WORK TO COMPLETE -
Please answer these three points about the LangF parser handout, marking each answer with its matching letter:
(a) What due date does the handout give?
(b) What parsing algorithm do parsers generated by ML-Antlr use?
(c) In the grammar, what two forms can a SimplePat take?

DOCUMENT EXCERPT -
◆ ◆ ◆

CMSC 22610
Implementation of Computer Languages - I
Winter 2009



LangF Parser


Due: February 6, 2009
 

1  Introduction

The second project is to implement a parser for LangF, which will convert a stream of tokens into an abstract parse tree. The grammars for most programming languages are of sufficient complexity that such components of a compiler are best written using a parser generator, an external tool that takes the specification of a grammar and produces code for a corresponding parser. (Parser generators can also analyze the grammar sepecification and identify potential ambiguities.) You may use either ML-Yacc or ML-Antlr to generate your parser; both tools target Standard ML. ML-Yacc generates parsers that use an LALR(1) parsing algorithm, while ML-Antlr generates parsers that use an LL(k) parsing algorithm. There are links to the manuals for both tools in the Resources section of the course web site; ML-Yacc is also described in Chapter 3 of Modern Compiler Implementation in ML. The project seed code will provide an ML-ULex based scanner (but you may also adapt your hand-written scanner from Project 1), modules implementing the parse-tree representation, and skeleton grammar specifications for both ML-Yacc and ML-Antlr.

2  LangF Grammar

The concrete syntax of LangF is specified by the grammar given in Figures 1 and 2.


Prog
    ::= Exp
    | (Decl)* ; Exp
Decl
    ::= type tyconid TypeParams = Type
    | datatype DataDecl (and DataDecl)*
    | val SimplePat (: Type)? = Exp
    | fun FunDecl (and FunDecl)*
TypeParams
    ::=
    | [ (tyvarid (, tyvarid)*)? ]
Type
    ::= [ tyvarid ] -> Type (lowest precedence)
    | Type -> Type (R)
    | tyconid TypeArgs
    | tyvarid
    | ( Type ) (highest precedence)
TypeArgs
    ::=
    | [ (Type (, Type)*)? ]
DataDecl
    ::= tyconid TypeParams = DaConDecl (| DaConDecl)*
DaConDecl
    ::= daconid DaConArgTys
DaConArgTys
    ::=
    | { (Type (, Type)*)? }
SimplePat
    ::= varid
    | _
FunDecl
    ::= varid Param+ : Type = Exp
Param
    ::= ( varid : Type )

◆ ◆ ◆

INFORMATION PROVIDED -
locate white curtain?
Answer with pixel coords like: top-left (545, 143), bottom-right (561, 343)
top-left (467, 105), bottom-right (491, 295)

◆ ◆ ◆

TASK OUTPUT -
(a) February 6, 2009
(b) An LL(k) parsing algorithm
(c) varid or _